- Your task: In the entries below, rewrite the part that opens with the line containing "Practice. Indicate each instance of the blue baseball" and closes with the line containing "x=276, y=153", putting "crew member's" wherever "sailor's" appears and leaving everything else the same. Give back only that part.

- Raw data:

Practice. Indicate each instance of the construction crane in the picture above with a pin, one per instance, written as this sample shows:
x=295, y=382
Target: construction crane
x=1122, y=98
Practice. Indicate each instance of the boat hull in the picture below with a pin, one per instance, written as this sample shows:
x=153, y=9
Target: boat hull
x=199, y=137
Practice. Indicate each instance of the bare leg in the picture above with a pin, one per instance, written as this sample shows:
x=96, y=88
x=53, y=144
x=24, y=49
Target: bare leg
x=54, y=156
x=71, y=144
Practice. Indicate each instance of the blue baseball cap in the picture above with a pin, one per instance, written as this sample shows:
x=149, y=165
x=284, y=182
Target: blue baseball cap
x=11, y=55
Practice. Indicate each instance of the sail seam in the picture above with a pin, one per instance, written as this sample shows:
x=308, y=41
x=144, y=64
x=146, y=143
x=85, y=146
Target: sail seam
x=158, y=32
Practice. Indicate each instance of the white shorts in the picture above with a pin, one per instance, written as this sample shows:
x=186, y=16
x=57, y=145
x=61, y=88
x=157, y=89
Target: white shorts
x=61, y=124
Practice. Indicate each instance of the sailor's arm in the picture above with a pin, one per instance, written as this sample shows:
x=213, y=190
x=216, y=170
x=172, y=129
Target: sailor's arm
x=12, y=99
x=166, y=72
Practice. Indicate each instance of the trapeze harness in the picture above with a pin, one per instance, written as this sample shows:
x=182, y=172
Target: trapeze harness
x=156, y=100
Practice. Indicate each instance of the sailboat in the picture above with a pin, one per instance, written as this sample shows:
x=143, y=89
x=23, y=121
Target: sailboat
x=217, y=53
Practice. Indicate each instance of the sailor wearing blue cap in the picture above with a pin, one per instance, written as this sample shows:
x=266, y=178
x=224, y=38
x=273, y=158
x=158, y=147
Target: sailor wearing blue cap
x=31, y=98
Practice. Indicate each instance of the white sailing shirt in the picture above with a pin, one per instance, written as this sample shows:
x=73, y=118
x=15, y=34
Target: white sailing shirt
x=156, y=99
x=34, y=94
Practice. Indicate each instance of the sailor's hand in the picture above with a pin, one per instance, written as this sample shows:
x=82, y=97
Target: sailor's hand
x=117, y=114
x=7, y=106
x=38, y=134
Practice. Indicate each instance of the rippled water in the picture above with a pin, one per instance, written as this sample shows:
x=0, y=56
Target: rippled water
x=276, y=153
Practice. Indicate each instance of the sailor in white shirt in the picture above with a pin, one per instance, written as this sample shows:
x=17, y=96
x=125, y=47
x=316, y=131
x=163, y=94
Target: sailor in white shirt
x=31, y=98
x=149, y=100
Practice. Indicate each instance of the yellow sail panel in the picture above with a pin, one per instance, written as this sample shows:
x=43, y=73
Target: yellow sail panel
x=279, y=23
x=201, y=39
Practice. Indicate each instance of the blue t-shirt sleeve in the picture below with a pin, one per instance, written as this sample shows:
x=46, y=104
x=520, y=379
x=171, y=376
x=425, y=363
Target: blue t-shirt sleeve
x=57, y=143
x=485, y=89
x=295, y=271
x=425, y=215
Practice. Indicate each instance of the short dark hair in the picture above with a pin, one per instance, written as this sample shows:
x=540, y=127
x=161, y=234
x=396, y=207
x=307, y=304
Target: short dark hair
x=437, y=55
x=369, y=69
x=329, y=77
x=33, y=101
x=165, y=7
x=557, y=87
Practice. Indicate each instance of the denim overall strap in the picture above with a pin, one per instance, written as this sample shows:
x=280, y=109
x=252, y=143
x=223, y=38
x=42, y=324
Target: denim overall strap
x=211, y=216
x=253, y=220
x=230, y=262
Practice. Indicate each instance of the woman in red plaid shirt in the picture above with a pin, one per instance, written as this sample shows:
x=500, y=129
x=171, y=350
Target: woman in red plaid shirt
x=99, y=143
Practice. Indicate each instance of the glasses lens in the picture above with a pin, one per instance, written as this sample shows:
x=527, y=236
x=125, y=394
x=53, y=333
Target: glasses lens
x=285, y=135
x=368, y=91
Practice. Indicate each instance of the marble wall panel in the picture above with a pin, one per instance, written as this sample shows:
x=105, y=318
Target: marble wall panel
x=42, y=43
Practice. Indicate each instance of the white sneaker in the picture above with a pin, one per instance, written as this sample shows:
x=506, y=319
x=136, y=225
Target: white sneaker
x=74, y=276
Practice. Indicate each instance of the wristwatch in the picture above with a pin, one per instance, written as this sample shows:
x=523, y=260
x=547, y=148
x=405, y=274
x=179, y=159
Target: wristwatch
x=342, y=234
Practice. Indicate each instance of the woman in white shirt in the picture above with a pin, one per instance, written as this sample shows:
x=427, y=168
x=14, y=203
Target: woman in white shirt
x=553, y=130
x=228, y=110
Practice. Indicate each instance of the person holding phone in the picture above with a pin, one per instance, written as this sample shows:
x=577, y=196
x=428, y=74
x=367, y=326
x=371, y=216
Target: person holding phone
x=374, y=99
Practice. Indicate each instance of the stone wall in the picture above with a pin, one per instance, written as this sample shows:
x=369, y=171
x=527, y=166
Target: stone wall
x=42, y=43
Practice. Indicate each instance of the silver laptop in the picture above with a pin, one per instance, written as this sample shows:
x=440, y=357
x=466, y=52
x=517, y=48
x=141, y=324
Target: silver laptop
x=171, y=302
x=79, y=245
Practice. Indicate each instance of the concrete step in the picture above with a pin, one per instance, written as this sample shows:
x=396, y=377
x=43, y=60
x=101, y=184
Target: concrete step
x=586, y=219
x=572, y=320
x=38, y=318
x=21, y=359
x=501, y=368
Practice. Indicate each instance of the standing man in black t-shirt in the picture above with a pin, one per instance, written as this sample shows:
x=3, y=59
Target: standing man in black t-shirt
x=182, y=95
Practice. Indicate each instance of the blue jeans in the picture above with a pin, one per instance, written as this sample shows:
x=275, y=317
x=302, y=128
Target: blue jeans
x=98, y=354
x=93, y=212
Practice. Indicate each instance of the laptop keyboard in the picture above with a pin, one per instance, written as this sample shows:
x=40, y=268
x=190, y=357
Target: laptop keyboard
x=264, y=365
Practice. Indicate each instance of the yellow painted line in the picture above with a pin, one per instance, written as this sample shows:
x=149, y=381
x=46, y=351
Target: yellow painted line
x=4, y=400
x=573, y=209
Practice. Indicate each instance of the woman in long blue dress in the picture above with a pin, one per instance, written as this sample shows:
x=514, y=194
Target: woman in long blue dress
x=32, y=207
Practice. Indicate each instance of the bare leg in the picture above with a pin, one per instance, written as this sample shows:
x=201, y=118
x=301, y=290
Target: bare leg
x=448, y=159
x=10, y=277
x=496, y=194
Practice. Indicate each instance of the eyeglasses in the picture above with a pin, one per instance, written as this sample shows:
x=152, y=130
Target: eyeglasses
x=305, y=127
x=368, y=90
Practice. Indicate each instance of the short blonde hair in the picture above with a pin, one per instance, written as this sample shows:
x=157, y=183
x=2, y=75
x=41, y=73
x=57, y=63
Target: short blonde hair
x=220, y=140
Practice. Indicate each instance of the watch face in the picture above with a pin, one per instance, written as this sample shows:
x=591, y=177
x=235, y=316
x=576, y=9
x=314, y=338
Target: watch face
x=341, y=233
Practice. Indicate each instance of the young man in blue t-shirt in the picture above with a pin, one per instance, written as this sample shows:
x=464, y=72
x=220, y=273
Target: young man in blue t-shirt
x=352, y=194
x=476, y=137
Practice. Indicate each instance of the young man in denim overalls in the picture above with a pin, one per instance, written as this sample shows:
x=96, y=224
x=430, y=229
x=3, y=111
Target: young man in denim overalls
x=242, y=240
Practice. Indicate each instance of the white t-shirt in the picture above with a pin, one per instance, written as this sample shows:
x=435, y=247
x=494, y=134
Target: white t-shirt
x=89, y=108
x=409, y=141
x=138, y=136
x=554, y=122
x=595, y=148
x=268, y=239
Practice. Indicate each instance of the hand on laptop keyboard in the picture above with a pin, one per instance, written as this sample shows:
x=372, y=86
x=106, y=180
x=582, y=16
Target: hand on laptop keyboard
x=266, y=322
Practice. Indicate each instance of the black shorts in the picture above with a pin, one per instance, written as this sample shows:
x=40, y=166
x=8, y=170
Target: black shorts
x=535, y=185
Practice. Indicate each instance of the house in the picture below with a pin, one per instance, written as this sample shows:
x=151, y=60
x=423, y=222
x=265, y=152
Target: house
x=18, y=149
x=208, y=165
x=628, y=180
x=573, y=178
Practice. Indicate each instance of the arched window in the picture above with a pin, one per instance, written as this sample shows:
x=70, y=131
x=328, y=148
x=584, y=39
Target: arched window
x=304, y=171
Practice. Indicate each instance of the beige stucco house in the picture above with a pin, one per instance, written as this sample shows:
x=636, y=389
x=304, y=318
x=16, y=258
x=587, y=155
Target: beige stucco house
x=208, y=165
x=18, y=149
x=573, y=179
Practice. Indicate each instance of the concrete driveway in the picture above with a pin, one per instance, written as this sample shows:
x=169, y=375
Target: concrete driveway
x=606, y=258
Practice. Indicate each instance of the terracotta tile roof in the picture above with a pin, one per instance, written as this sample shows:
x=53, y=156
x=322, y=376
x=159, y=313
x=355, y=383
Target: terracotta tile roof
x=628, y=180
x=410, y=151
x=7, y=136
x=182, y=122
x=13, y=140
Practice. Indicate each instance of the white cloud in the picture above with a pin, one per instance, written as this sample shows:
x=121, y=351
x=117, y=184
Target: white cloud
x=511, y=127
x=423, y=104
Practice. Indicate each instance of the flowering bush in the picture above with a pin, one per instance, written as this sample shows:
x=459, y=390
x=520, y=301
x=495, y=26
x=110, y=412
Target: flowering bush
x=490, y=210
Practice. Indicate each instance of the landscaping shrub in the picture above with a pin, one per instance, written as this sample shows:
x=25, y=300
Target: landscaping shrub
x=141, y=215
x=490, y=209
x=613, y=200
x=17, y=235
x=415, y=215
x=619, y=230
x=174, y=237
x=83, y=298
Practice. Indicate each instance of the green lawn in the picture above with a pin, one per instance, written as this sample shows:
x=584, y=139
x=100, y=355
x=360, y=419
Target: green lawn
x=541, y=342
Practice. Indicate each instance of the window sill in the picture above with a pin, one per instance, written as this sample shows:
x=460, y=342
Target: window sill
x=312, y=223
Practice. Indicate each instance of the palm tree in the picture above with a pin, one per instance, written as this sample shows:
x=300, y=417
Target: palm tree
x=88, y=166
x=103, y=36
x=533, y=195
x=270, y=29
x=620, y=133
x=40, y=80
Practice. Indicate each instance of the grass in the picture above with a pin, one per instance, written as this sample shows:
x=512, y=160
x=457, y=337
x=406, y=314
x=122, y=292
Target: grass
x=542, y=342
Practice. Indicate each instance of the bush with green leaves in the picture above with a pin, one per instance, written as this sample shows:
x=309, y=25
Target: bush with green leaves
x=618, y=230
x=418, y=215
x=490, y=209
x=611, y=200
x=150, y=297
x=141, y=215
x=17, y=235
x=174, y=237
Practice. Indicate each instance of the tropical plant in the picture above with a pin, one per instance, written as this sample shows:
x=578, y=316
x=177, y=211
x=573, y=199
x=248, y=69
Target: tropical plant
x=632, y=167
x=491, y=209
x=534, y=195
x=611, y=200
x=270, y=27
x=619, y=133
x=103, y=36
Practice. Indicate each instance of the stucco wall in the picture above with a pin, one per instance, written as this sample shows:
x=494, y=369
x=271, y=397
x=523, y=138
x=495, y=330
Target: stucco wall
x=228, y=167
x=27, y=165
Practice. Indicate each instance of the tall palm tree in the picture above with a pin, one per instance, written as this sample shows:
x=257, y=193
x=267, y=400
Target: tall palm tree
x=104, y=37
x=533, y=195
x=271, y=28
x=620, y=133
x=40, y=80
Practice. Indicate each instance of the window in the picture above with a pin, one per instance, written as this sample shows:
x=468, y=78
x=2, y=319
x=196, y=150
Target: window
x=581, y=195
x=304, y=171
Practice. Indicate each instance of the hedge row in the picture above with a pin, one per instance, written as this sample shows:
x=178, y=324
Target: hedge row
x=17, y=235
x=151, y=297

- Right answer:
Practice. Indicate each instance of the blue baseball cap in the picture above with a pin, one per instance, written as this sample shows:
x=149, y=165
x=284, y=182
Target: blue baseball cap
x=11, y=55
Practice. Indicate each instance of the sail seam in the picture above with a pin, one per instance, written as this sample shows:
x=308, y=41
x=144, y=64
x=146, y=143
x=85, y=146
Target: sail seam
x=158, y=32
Practice. Indicate each instance of the white shorts in the picture above with a pin, one per instance, written as this sample shows:
x=186, y=16
x=57, y=145
x=61, y=88
x=157, y=89
Target: white shorts
x=61, y=124
Practice. Indicate each instance of the crew member's arm in the picture above with a pin, one per instance, written as this sample shows:
x=213, y=190
x=216, y=170
x=172, y=129
Target: crew member's arm
x=12, y=99
x=166, y=72
Practice. Indicate each instance of the trapeze harness in the picture above with a pin, one per instance, written as this sample shows:
x=182, y=172
Target: trapeze harness
x=156, y=100
Practice. Indicate each instance of the sailboat in the picture above with a pin, one per instance, written as this sample shows:
x=143, y=89
x=23, y=121
Target: sailboat
x=217, y=53
Practice. Indicate each instance of the sailor wearing blue cap in the picture above with a pin, one per instance, written as this sample shows:
x=266, y=178
x=224, y=38
x=273, y=158
x=158, y=147
Target: sailor wearing blue cap
x=31, y=98
Practice. Indicate each instance of the white sailing shirt in the picture above with a pin, one per instance, written as this sample shows:
x=73, y=118
x=15, y=34
Target: white sailing shirt
x=156, y=99
x=34, y=94
Practice. Indicate each instance of the crew member's hand in the picture above with a pin, one per instance, written as this sample shows:
x=82, y=97
Target: crew member's hand
x=117, y=114
x=7, y=106
x=38, y=134
Practice. Indicate each instance of the rippled water in the picture above with a pin, one per instance, written as this sample shows:
x=0, y=56
Target: rippled water
x=276, y=153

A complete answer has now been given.